[Stored data]

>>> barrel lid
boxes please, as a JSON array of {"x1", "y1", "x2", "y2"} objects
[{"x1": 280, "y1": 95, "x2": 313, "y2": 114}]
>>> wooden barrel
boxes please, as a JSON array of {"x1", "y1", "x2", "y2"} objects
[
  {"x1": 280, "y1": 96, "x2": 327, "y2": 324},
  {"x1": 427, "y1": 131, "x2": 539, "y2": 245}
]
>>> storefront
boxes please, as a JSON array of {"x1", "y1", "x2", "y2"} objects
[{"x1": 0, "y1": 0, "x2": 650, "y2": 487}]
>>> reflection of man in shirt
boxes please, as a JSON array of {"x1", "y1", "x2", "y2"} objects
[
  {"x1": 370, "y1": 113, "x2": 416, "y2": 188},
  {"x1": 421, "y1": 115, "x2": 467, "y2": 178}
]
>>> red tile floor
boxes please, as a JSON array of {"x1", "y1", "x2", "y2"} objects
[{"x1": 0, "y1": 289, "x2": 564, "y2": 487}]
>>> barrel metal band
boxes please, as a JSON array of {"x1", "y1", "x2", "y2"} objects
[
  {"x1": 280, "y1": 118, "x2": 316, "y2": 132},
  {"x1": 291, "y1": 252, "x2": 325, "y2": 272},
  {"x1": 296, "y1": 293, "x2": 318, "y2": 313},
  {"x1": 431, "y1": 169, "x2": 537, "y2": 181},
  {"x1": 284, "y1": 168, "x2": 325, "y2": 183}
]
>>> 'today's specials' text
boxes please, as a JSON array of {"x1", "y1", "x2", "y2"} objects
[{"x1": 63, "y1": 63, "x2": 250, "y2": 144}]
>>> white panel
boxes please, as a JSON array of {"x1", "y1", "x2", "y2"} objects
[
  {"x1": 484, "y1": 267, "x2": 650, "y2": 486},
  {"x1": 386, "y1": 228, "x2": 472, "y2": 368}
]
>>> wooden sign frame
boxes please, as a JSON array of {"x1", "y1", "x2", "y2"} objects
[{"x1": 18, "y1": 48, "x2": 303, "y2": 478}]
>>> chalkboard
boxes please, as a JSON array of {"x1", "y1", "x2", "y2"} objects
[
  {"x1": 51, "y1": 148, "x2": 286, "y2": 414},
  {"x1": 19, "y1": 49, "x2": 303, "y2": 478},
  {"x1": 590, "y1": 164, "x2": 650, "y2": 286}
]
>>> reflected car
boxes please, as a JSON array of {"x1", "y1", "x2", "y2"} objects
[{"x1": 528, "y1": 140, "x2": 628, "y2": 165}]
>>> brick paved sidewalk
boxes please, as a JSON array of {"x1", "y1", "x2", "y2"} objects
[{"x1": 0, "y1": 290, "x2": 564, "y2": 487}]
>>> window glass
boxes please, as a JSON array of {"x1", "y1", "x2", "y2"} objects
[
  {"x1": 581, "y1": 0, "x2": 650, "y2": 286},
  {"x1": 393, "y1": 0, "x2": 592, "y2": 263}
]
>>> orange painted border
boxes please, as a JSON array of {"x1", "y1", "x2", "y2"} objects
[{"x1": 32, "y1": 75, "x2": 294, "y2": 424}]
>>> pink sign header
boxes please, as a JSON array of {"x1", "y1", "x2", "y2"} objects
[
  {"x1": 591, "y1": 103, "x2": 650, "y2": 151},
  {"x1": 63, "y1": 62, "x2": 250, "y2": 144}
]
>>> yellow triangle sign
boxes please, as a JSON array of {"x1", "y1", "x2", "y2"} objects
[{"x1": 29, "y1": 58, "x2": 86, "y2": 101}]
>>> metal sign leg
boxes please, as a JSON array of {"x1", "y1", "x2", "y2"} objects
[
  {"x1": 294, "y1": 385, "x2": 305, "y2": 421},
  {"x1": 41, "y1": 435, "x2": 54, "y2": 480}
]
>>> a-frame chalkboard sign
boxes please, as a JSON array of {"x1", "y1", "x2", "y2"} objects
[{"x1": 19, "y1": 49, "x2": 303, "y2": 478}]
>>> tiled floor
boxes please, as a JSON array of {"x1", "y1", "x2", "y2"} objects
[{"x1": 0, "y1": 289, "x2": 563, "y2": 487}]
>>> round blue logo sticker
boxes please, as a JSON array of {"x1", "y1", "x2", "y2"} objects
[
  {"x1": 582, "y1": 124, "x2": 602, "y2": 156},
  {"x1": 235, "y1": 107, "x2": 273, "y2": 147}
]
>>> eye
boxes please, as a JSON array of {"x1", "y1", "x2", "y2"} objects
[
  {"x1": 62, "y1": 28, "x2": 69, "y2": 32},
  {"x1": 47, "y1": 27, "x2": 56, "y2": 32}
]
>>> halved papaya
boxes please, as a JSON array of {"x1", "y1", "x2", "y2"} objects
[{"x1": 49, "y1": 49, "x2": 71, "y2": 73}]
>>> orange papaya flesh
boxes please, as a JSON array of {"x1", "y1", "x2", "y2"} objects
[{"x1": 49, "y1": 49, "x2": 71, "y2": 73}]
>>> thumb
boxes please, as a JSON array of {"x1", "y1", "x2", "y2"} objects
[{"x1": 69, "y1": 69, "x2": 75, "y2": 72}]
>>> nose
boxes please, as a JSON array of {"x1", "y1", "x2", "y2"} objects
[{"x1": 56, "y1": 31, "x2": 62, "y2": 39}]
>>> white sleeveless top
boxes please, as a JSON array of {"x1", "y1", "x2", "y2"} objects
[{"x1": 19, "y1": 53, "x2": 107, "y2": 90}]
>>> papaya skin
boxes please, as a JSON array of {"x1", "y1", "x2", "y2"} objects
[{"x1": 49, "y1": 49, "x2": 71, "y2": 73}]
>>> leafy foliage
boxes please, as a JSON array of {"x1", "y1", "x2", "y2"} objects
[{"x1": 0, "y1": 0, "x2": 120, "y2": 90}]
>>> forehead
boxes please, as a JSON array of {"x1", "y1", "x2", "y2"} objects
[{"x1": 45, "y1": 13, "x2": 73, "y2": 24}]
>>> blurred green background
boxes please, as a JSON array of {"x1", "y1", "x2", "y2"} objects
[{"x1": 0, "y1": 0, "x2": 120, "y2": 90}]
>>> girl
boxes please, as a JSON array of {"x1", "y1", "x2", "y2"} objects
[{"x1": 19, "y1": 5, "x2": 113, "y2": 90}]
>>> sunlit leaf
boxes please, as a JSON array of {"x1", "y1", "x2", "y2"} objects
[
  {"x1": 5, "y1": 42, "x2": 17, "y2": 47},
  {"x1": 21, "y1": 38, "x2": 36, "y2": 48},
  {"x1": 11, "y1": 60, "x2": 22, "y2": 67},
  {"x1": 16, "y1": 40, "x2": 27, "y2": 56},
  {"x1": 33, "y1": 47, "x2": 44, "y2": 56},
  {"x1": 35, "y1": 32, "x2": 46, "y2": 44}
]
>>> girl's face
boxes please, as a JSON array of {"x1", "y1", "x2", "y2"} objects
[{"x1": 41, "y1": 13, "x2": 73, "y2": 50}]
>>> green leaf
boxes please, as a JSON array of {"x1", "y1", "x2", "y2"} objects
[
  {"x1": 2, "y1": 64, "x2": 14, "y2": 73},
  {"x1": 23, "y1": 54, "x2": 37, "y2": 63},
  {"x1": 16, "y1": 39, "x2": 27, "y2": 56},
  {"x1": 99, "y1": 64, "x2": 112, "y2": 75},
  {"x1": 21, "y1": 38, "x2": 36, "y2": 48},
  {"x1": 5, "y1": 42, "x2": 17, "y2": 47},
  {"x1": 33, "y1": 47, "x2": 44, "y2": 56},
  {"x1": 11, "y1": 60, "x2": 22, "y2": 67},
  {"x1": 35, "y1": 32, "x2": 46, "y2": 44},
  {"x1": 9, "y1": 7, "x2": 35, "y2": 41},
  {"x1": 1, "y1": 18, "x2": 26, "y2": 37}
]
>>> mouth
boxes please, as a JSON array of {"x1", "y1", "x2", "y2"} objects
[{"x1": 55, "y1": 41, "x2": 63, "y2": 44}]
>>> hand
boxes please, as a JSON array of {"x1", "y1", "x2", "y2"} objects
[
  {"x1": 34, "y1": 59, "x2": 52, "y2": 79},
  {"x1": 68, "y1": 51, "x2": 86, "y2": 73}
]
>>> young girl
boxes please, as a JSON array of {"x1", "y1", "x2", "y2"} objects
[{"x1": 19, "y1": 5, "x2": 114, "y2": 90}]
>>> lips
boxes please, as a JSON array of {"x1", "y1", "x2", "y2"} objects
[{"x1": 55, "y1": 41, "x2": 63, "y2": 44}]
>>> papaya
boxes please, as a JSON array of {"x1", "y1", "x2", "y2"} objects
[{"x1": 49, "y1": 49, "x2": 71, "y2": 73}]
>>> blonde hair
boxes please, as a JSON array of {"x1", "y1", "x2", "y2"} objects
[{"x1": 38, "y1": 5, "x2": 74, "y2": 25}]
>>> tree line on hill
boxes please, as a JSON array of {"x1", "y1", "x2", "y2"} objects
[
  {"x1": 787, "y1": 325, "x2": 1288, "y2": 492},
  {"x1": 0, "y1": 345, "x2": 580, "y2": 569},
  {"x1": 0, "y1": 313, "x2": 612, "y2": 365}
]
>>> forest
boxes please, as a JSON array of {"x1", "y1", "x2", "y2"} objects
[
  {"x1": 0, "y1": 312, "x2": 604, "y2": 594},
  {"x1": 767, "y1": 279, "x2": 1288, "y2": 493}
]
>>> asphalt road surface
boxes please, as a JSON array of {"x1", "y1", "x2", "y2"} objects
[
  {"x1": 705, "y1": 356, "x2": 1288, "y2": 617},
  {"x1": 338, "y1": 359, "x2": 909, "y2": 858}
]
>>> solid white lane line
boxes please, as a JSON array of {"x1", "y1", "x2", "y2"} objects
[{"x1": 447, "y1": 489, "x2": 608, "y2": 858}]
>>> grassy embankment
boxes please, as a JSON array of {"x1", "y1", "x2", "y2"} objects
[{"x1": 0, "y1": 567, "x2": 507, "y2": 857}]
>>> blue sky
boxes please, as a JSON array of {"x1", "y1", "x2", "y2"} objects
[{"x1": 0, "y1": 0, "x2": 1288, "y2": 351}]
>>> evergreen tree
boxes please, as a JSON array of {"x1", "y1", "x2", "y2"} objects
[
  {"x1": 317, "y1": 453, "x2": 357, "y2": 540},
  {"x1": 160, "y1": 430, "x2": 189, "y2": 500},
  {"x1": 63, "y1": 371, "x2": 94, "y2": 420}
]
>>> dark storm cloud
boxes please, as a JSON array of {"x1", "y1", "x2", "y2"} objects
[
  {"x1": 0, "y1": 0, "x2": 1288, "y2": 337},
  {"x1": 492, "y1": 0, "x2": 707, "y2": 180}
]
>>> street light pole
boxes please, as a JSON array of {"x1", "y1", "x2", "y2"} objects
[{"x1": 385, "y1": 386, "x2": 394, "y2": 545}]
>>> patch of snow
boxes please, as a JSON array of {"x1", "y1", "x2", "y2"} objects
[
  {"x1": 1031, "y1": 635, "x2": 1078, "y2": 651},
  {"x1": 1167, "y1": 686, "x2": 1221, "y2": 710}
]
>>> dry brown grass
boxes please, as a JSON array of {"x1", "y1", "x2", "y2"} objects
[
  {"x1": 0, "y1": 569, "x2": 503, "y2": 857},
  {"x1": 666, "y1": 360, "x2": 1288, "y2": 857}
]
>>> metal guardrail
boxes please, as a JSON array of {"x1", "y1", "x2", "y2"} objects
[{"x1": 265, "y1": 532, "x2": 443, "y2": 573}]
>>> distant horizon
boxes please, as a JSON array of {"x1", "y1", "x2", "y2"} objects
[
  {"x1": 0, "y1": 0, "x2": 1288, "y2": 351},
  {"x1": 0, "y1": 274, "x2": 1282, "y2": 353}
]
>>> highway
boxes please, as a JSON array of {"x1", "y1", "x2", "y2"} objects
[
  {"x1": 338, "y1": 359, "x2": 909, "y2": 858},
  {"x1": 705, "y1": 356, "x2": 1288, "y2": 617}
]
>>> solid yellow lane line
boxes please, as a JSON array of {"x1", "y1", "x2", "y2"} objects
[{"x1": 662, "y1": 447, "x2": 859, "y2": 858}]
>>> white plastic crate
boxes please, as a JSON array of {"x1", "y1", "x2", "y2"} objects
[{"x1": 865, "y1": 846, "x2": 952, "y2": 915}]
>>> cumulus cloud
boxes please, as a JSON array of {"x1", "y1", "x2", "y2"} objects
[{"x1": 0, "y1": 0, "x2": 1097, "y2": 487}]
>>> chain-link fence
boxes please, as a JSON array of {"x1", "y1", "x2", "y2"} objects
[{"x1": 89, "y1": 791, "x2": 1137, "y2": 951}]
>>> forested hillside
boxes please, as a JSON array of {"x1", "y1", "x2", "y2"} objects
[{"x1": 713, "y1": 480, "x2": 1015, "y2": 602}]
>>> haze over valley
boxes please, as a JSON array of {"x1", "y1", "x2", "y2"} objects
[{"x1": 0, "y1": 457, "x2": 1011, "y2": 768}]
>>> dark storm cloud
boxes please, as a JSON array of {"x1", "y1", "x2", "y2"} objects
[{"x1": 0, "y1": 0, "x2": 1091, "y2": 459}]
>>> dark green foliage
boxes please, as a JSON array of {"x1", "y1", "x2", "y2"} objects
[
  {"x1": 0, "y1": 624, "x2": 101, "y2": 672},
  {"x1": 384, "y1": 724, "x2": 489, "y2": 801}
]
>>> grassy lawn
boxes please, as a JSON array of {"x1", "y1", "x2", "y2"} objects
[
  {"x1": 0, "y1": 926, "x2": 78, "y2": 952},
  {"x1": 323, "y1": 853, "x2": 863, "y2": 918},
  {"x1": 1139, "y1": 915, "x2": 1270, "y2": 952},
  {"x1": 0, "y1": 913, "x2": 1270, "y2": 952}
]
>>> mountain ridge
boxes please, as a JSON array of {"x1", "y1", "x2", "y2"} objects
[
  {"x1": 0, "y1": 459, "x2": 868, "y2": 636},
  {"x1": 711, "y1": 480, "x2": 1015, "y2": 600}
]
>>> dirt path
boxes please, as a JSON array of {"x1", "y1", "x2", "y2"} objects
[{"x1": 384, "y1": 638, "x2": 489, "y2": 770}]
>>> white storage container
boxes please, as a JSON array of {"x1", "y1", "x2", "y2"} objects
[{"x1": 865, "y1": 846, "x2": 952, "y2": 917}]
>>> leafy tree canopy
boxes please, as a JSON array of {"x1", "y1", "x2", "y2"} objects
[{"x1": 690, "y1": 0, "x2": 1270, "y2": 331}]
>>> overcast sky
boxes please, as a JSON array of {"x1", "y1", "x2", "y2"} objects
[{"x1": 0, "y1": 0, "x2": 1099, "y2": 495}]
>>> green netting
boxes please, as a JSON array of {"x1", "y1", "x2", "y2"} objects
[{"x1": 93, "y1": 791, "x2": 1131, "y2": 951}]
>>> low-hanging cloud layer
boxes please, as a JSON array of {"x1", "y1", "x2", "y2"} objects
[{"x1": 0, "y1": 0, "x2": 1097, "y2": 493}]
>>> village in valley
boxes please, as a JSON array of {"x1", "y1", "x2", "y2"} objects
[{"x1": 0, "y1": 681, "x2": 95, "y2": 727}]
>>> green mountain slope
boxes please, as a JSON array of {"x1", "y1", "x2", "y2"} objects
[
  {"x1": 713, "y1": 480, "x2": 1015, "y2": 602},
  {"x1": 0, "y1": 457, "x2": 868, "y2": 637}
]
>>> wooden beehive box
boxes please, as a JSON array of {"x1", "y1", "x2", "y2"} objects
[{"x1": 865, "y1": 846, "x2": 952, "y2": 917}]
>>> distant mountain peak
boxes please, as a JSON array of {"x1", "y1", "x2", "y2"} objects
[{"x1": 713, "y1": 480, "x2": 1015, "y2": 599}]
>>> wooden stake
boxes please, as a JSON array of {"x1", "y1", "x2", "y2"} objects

## YOUR OBJECTIVE:
Extract the lines starting with the one containing "leafy tree canopy" and going through the last of the stored data, and reproduce them word for word.

## CORRECT RESULT:
>>> leafy tree canopy
boxes please, as a JSON array of {"x1", "y1", "x2", "y2"} objects
[{"x1": 690, "y1": 0, "x2": 1270, "y2": 331}]
>>> overcast sky
boxes please, as a JSON array of {"x1", "y1", "x2", "y2"} objects
[{"x1": 0, "y1": 0, "x2": 1099, "y2": 495}]
>>> green netting
boxes please, as a JSON array of {"x1", "y1", "x2", "y2"} objects
[{"x1": 93, "y1": 791, "x2": 1131, "y2": 951}]
>>> low-hanging cloud layer
boxes please, as a JSON array of {"x1", "y1", "x2", "y2"} objects
[{"x1": 0, "y1": 0, "x2": 1097, "y2": 493}]
>>> village in valley
boxes please, as a JSON array of {"x1", "y1", "x2", "y2"} objects
[{"x1": 0, "y1": 681, "x2": 95, "y2": 727}]
>>> green mountain slope
boxes please, as a JSON array of {"x1", "y1", "x2", "y2"} objects
[
  {"x1": 713, "y1": 480, "x2": 1015, "y2": 602},
  {"x1": 0, "y1": 457, "x2": 868, "y2": 637}
]
>>> wooden beehive box
boxes please, as a JSON array of {"x1", "y1", "x2", "y2"} objects
[{"x1": 865, "y1": 846, "x2": 952, "y2": 917}]
>>> distant mountain peak
boxes please, as a JSON array of {"x1", "y1", "x2", "y2"} objects
[{"x1": 713, "y1": 480, "x2": 1015, "y2": 599}]
>>> wooden stake
boxes please, as a JSON array of {"x1", "y1", "x2", "y2"} objects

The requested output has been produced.